According to the Sphinx forum thread, which versions of Sphinx and TS are in use?

**Source text**
..........

If you’ve got tag names and their corresponding ids, I think it’d be better
(and more accurate) to query Sphinx by the ids:
# in the index:
has tag_ids
# when searching, maybe something like:
tag = Tag.find_by(name: params[:tag_name])
Document.search params[:query], :with => {:tag_ids => tag.id}
It doesn’t answer the question why octothorps aren’t being indexed/searched
correctly, but this should mean better search results generally.
Cheers,
—
Pat
> On 24 Feb 2021, at 1:48 am, Walter Lee Davis <[email protected]> wrote:
>
>
>
>> On Feb 23, 2021, at 12:02 AM, Pat Allan <[email protected]
>> <mailto:[email protected]>> wrote:
>>
>> Having the setting in the default block should be fine - you should be able
>> to see the charset_table setting in the generated Sphinx configuration files.
>>
>> Also: I generally recommend just using ts:rebuild, as that handles both
>> real-time indices and SQL-backed indices (i.e. it’s running the same things
>> as ts:rt:rebuild) - if you’re finding ts:rebuild is not working well for
>> you, I’m keen to hear why!
>
> While I was fighting with this, and fiddling with the configuration to use
> has instead of indexes, I got myself into a state where ts:rebuild would blow
> up with a SQL error (I think it was a Sphinx SQL error) and ts:rt:rebuild
> would work fine. But with the current configuration that I shared with you,
> both work.
>
>>
>> All that said, doesn’t sound like you’re doing anything wrong. I wonder if
>> html_strip is somehow filtering out the octothorps? Though I’m pretty sure
>> it’s looking just for HTML tags… still, may be worth turning that off to
>> double-check.
>>
>> And I’ve just run some quick tests locally - without the custom
>> charset_table value, I find the string “#test” is found by Sphinx when
>> searching by “#test” or “test” (because # is ignored, given it’s not an
>> indexable character - so the two searches are actually identical). Adding in
>> the charset_table setting, rebuilding - searching for #test returns a
>> result, but test doesn’t (as that now doesn’t exist as a standalone word in
>> what’s indexed).
>>
>> I doubt it matters, but: which version of Sphinx are you using?
>
> Sphinx 2.2.11-id64-release (95ae9a6), TS 5.0.0.
>
> It's definitely odd. I'm not sure if re-indexing is picking up the tag names
> when it runs en masse, and it seems to be something with GutenTag. If I find
> a document in console, the object that I get back has tag_names set to nil,
> but if I then call tag_names on that object, I get back the array of strings
> I am expecting. It's just the value that I see inside the <> brackets
> initially when to_s is called on the found object by irb, so I don't know if
> that's significant at all, or is getting in the way of Sphinx extracting the
> values. Again, when I test in console by calling my tags_for_indexing method
> on a found object, I get back the expected string value.

..........

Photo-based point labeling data
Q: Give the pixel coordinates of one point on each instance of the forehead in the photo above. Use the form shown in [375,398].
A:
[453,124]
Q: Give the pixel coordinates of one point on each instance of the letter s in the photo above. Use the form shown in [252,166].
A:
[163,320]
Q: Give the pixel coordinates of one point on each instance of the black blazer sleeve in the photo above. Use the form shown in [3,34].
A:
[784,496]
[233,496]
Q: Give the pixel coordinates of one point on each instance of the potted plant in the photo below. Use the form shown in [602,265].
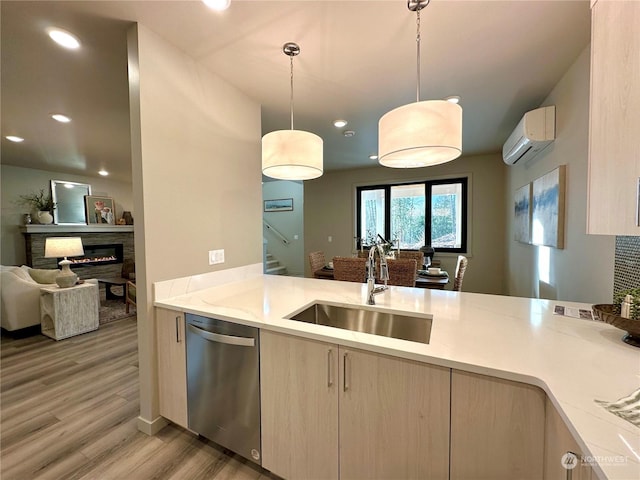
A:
[41,205]
[635,306]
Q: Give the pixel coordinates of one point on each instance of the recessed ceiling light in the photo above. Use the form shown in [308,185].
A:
[63,38]
[58,117]
[217,4]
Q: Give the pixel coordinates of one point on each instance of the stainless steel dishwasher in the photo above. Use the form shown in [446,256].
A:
[223,384]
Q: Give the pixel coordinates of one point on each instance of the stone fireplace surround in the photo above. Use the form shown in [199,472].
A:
[36,235]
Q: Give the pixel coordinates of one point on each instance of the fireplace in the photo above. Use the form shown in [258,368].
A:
[106,248]
[99,255]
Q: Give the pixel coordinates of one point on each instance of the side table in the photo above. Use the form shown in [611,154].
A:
[65,312]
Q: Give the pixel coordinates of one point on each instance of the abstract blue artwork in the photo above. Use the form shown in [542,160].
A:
[547,222]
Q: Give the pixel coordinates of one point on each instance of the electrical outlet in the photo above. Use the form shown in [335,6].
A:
[216,256]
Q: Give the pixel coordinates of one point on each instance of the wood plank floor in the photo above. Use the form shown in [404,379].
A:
[68,411]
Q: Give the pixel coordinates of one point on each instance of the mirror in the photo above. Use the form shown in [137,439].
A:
[68,198]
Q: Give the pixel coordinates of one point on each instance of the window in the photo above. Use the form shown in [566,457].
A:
[435,210]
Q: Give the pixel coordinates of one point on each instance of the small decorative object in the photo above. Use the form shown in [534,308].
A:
[612,314]
[548,209]
[278,205]
[44,217]
[41,205]
[100,210]
[629,298]
[522,214]
[56,247]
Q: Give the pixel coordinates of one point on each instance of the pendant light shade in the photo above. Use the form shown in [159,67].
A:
[420,134]
[423,133]
[292,155]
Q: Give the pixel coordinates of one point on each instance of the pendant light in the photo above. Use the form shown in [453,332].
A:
[291,154]
[420,134]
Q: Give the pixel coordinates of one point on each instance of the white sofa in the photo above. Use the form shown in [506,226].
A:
[20,295]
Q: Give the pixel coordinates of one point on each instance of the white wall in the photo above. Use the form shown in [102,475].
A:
[290,224]
[196,168]
[17,181]
[583,270]
[330,210]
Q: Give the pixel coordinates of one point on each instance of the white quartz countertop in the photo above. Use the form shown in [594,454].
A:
[574,361]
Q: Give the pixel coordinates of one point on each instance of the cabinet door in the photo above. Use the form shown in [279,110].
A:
[497,428]
[394,418]
[614,143]
[558,442]
[298,379]
[172,366]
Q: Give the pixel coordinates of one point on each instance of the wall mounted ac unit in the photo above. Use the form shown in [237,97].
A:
[536,131]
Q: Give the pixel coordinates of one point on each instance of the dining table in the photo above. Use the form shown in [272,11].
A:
[423,280]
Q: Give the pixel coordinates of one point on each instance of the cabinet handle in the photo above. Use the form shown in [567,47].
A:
[638,205]
[345,382]
[329,376]
[570,460]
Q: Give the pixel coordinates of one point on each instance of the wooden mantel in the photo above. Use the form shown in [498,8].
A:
[36,235]
[76,228]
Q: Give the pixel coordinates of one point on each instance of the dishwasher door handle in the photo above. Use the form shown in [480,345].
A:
[227,339]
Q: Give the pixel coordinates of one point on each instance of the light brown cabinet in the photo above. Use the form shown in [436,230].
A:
[299,396]
[559,442]
[614,143]
[172,365]
[392,414]
[497,428]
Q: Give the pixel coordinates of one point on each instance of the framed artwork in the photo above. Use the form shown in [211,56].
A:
[522,214]
[100,210]
[547,220]
[278,205]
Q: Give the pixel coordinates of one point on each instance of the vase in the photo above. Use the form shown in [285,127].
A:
[44,218]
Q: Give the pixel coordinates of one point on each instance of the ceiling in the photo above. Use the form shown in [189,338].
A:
[357,61]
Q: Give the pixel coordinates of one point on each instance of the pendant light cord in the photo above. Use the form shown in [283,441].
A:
[417,55]
[291,99]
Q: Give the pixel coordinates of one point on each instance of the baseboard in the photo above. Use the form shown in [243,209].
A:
[152,427]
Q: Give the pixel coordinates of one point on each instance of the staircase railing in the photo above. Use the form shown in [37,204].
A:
[284,239]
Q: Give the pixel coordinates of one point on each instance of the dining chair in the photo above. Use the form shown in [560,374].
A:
[461,267]
[350,269]
[316,260]
[412,254]
[402,271]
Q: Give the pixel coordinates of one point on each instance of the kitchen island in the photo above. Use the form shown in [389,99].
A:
[574,361]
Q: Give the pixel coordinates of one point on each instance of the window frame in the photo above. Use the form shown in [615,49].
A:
[428,184]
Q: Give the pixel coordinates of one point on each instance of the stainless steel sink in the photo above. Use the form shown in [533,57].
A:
[415,327]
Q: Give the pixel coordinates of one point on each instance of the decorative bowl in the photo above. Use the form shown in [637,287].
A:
[609,314]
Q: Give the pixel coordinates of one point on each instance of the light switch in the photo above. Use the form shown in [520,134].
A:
[216,256]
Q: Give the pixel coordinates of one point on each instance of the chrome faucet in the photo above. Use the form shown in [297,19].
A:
[372,290]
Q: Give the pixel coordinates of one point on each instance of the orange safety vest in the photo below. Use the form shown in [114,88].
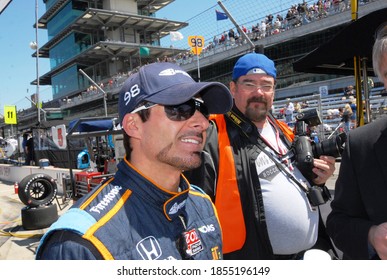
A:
[227,196]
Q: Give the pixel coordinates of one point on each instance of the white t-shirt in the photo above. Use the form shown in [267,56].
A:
[292,222]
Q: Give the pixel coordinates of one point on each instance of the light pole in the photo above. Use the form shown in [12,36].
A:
[35,46]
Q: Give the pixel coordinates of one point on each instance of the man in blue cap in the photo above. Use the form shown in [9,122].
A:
[261,197]
[148,210]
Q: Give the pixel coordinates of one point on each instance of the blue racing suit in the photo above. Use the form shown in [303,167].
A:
[130,217]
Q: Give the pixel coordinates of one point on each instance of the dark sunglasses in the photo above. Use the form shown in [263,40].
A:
[179,112]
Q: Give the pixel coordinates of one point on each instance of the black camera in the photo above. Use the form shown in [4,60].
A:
[304,151]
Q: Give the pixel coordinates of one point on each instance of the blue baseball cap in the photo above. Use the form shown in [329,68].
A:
[254,63]
[167,84]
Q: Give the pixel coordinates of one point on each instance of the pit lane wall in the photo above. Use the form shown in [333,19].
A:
[13,173]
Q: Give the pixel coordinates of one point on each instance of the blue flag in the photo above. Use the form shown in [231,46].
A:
[220,15]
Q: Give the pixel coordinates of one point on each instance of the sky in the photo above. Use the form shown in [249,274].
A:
[18,66]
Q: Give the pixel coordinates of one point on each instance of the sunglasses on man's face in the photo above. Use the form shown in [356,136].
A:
[179,112]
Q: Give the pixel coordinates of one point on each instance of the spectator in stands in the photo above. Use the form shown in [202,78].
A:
[358,221]
[30,151]
[297,107]
[349,91]
[262,29]
[149,210]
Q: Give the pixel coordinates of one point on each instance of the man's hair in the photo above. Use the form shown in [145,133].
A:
[144,115]
[379,48]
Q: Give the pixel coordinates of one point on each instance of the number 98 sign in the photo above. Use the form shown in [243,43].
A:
[196,43]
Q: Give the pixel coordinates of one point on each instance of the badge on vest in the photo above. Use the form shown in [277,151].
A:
[189,244]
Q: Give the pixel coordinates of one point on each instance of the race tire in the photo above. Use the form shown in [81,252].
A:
[39,217]
[37,190]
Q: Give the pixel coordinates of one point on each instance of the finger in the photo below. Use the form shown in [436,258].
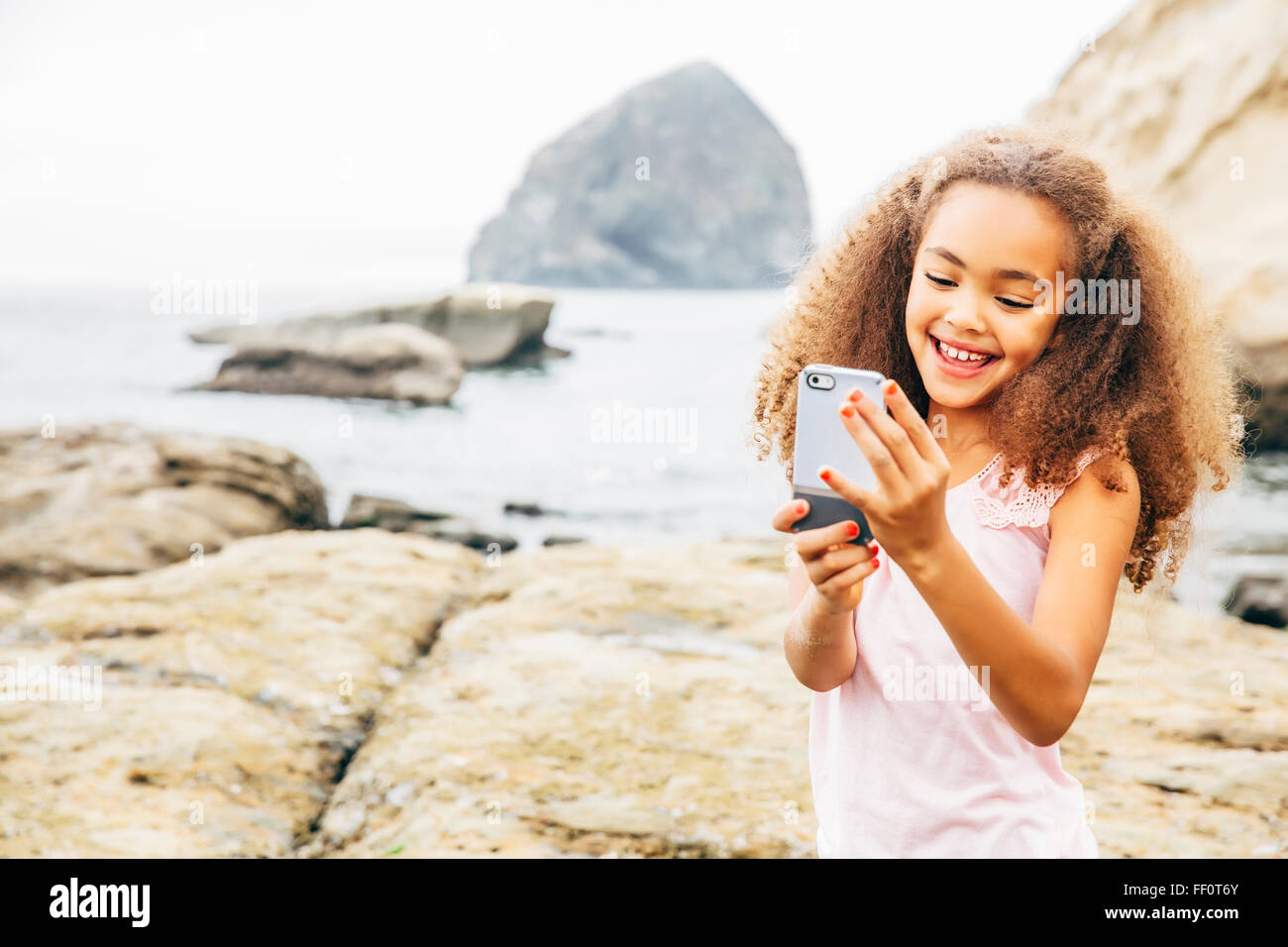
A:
[880,458]
[864,499]
[833,561]
[811,543]
[902,410]
[890,433]
[844,579]
[789,513]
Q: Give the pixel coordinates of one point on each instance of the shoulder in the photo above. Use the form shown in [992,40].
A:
[1087,496]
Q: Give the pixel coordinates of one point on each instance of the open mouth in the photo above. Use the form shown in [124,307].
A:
[964,364]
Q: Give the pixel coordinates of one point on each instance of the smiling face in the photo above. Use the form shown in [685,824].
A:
[973,290]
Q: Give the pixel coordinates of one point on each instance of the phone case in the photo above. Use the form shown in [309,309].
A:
[822,438]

..........

**Solution**
Sphinx 2.2.11-id64-release (95ae9a6) and TS 5.0.0.